◆ Stated problem
Locate each line in the rows below that contains the word "nail", and copy those lines out in full.

%%

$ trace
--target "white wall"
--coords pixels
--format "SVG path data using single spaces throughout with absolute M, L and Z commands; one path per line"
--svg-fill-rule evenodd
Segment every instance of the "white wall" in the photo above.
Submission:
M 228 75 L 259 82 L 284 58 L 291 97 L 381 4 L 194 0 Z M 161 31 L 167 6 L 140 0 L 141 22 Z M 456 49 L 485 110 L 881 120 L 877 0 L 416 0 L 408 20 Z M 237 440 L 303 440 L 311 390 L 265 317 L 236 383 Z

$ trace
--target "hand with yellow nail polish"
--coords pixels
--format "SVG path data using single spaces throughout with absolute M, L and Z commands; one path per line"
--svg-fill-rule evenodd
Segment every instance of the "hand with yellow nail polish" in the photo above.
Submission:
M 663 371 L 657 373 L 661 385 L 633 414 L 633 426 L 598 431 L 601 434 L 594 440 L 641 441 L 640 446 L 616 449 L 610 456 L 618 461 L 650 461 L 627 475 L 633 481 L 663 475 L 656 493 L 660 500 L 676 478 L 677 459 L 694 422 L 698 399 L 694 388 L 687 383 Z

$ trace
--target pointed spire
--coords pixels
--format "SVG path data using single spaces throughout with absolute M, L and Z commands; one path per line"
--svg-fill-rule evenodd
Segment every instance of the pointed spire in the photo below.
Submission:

%%
%%

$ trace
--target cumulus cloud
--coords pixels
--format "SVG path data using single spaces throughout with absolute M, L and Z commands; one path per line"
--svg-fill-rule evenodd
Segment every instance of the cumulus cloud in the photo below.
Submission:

%%

◆ Task output
--target "hand with yellow nail polish"
Segment every instance of the "hand with yellow nail polish" in the photo above.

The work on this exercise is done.